Friday, December 1, 2017

Feast of Sorrow Announcement

One book reviewer describes Feast of Sorrow  by Crystal King as "The Food Network meets HBO’s Rome."  That is a spot-on description.  

For the December/January round, we travel to the time of togas.  The novel's plot revolves around Thrasius, a slave who is coveted by many for his culinary prowess, and his master Apicius.  This is a tale of intrigue, power, and obsession as Apicius is determined to become the culinary adviser for Caesar.   He sees his new slave as the key to his success.   

Rendering of  Marcus Gavius Apicius from Vast Morsels

Apicius is based on a historical figure, Marcus Gavius Apicius, who lived during the First Century AD.  He was known as a gourmand and epicurean and is often attributed as the first author of any known cookbook.  Although the truth about Apicius' life is a bit sketchy at best, King takes historical references of his life (from ancient texts) and of his tragic death and fills in the blanks in this work of fiction.  

From The Kitchen Project
Apicius, the collection of recipes that bears his name, was actually compiled in the late Fourth or early Fifth Century.  (A good modern compilation is Cooking Apicius by Sally Granger.)

The list of culinary inspiration is almost infinite in this historical novel.   King teases with just a few offerings on her website including the following:

I cannot wait to see what ancient culinary delights are cooked up for this next round.  For more inspiration and an interesting discussion of this book and ancient Rome, you might want to listen to "What Did Ancient Romans Eat? New Novel Serves Up Meals and Intrigue" (The Salt, April 28, 2017).  

The deadline for Feast of Sorrow is January 31, 2018.  Anyone can join in by reading the current selection, preparing a dish inspired by its contents, and writing about it. Let me know when your entry post is up by commenting on this post and/or sending me an email at 

New to Cook the Books? Welcome to all!  Check out our About and Guidelines pages or leave a question in the comments on this post.


Thursday, November 30, 2017

The Patriarch - A Delicious Roundup

For our reading of The Patriarch, by Martin Walker, everyone seems to have enjoyed all the food and wine inspiration available throughout the novel, and we certainly had an incredible bounty to choose from.  All the tempting selections by our participants with brief snippets follow.  Please do stop and visit each one for their recipes, photos and comments about the book.

First into the mix was Wendy from A Day in The Life on the Farm, with a yummy Braised Venison.  Part of a  fabulous meal that Bruno would have been proud to serve.  She wrote, I "loved the setting of this novel.  I could envision the beauty of the land.  I wanted to taste the wine and partake in the many feasts in the story.  I wanted to rent a vacation house on the property bought by Bruno's girlfriend and spend some time with the horses."

[Dataset items]
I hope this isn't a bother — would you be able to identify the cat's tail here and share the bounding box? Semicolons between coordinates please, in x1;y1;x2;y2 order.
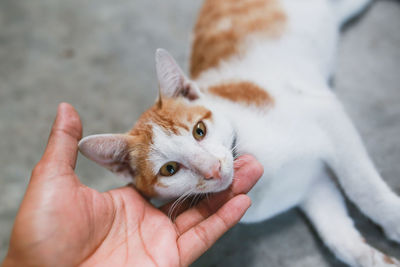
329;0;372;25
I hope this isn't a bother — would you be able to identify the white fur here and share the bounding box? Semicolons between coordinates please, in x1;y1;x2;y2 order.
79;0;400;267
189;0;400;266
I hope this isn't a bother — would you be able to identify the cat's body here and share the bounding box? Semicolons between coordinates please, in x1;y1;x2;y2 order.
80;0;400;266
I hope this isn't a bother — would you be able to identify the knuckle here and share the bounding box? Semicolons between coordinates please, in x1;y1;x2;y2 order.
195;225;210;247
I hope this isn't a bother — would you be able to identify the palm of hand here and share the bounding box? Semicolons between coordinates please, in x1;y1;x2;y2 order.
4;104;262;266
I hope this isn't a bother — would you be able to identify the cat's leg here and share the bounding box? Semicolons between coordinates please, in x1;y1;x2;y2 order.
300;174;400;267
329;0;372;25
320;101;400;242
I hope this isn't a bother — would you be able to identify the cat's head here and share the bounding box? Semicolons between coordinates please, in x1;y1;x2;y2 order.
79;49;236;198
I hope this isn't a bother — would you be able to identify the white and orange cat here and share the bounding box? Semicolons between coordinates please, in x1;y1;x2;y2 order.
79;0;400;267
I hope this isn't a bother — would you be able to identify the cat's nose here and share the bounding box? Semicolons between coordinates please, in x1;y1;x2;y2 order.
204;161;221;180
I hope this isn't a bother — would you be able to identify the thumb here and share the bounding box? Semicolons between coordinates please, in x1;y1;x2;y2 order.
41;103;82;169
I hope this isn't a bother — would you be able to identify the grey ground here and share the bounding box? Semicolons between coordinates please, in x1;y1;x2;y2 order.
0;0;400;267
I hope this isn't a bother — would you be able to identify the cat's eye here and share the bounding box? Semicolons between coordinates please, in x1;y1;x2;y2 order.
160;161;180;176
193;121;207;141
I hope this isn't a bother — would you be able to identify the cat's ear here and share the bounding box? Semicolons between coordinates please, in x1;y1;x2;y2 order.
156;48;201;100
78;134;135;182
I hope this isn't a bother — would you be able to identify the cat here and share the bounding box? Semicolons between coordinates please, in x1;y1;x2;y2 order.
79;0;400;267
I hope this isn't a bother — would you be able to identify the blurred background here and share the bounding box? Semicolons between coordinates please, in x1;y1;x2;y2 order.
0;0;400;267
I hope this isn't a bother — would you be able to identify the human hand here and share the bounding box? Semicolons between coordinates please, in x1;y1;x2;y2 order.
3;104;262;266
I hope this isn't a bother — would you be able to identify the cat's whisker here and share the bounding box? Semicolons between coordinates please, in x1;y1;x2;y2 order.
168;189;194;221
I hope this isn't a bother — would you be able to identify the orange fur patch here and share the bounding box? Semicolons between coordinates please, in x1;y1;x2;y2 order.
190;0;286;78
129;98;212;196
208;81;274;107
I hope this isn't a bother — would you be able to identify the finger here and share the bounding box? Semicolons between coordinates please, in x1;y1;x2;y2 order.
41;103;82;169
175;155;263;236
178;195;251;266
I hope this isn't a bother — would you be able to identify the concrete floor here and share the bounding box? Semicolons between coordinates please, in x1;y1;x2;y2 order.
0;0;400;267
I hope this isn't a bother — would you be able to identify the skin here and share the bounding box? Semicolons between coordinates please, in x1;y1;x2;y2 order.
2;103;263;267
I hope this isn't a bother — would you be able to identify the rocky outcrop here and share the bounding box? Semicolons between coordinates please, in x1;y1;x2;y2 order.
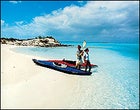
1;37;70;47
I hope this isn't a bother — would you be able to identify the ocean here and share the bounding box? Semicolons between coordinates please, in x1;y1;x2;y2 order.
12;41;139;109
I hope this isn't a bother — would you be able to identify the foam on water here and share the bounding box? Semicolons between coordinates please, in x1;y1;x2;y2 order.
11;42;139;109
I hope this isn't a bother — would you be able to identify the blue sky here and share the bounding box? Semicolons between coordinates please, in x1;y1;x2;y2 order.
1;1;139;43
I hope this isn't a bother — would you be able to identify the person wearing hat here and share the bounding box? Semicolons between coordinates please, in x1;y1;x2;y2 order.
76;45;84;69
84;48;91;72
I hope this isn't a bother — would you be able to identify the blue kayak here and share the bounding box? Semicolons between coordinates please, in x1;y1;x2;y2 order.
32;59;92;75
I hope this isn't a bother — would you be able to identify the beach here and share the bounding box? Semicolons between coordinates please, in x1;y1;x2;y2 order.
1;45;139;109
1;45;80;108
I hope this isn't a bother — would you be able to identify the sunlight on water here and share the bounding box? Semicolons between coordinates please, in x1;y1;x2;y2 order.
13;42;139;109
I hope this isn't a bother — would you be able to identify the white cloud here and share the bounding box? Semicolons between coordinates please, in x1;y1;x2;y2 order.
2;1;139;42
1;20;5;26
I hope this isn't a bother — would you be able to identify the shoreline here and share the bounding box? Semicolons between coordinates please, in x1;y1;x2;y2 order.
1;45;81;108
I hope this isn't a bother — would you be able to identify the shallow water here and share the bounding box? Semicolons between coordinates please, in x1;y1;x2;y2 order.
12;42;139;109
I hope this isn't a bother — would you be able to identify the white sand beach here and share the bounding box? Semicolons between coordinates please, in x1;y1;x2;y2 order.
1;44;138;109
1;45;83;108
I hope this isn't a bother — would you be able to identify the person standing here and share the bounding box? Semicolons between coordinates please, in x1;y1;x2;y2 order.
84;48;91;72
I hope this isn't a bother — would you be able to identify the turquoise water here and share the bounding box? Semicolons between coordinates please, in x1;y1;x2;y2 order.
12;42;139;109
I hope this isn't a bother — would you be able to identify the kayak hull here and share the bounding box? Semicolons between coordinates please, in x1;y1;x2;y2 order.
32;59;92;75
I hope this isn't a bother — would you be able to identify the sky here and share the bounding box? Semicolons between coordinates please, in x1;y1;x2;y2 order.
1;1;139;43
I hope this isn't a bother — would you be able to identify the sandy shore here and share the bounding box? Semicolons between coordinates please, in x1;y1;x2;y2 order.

Goal 1:
Answer these questions using the book club posts:
(a) By what date must entries for Feast of Sorrow be submitted?
(b) Which slave is at the center of the plot of Feast of Sorrow?
(c) What dish did Wendy prepare for The Patriarch round?
Goal 2: Write the next part of the book club posts, picking up right after Wendy's remarks about The Patriarch.

Exercise output 1:
(a) January 31, 2018.
(b) Thrasius.
(c) Braised Venison.

Exercise output 2:
She thought the characters could have been better developed, but enjoyed all the food and wine served up.  "Perhaps if you've read all of the books leading up to this one, you feel that you know them all", Wendy said.

Next up was Terri of Our Good Life, who recreated one of Bruno's little hors d'oeuvres repasts, to be accompanied by her Jalapeno Infused Vodka.  Sounds like a cocktail I'd like to mix up.  She says Bruno " is a true Renaissance man, an unassuming .... gourmet cook, wine enthusiast, gardener who is dabbling in truffle oak trees, a hunter, and a dog man.  He makes his own jams, pates, sausages, confits, etc.  He rides horses and is a sensitive, caring man.  Wish there were more like him!"  Indeed!

Camilla of Culinary Adventures with Camilla, treated us to drinks as well, with her gentian inspired Negroni cocktail, made with a new bitters favorite of mine, Bruto Americano.

While she "wasn't enamored with the book, I did enjoy the descriptions of food that were sprinkled throughout".

Deb of Kahakai Kitchen joined our dinner party with a stunning looking platter of Salmon Salad Nicoise.
She also enjoyed the book, especially the food mentions, but was another who thought the characters could have used more development.  A downside from choosing a book near the end of an ongoing series.

Simona of Briciole and a Cook the Books host, contributed a lovely pairing of cabbages in a a side dish creation of Savoy and Radicchio.  She liked the novel and thought it was "a pleasant read, weaving together into a tense plot, local politics, the history of WWII, and the past and present life of the various characters."  With " plenty of food and wine in the story", even likening two of the principal characters to the two cabbages she chose.

Debra, of Eliot's Eats, another one of our Cook the Books Club hosts, brought a fabulous Tarte Flambee to the party and though not much of a mystery fan, said:  "Walker’s cast of characters (and there is a lot of them) did keep me intrigued along with the rustic traditions and beauty of St. Denis."  She thought " the amount of feasting in the book is as rich and plentiful as the French countryside."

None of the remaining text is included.